Reproduce the material below line for line, with no changes. Omit the pictures from your copy.
** BEGIN RECORDS FOR THE TASK **
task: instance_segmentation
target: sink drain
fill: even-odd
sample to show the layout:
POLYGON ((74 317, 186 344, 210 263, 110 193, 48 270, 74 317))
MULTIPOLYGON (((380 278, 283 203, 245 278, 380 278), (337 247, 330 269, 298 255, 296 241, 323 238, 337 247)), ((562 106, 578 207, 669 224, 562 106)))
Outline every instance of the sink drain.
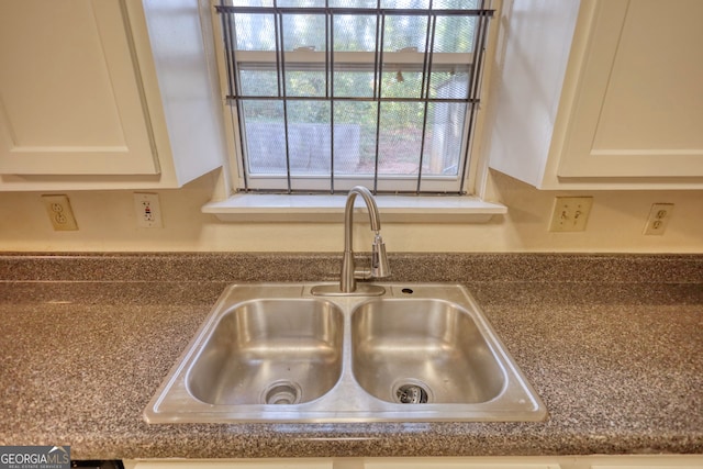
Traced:
POLYGON ((265 404, 298 404, 302 389, 293 381, 275 381, 261 393, 265 404))
POLYGON ((402 380, 393 386, 393 398, 401 404, 426 404, 429 395, 429 388, 422 381, 402 380))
** END RECORDS FOR THE TASK **
> **CORRECT ANSWER**
task: instance_segmentation
target: sink drain
fill: even-odd
sample to show the layout:
POLYGON ((74 317, 186 344, 210 263, 110 193, 48 270, 74 317))
MULTIPOLYGON (((380 278, 283 203, 245 278, 380 278), (337 247, 330 269, 298 255, 296 241, 323 238, 337 247)), ((562 106, 578 207, 669 224, 562 106)))
Outline every instance of the sink drain.
Traced:
POLYGON ((265 404, 298 404, 302 389, 293 381, 275 381, 261 393, 265 404))
POLYGON ((402 380, 393 386, 393 398, 401 404, 426 404, 429 395, 429 388, 422 381, 402 380))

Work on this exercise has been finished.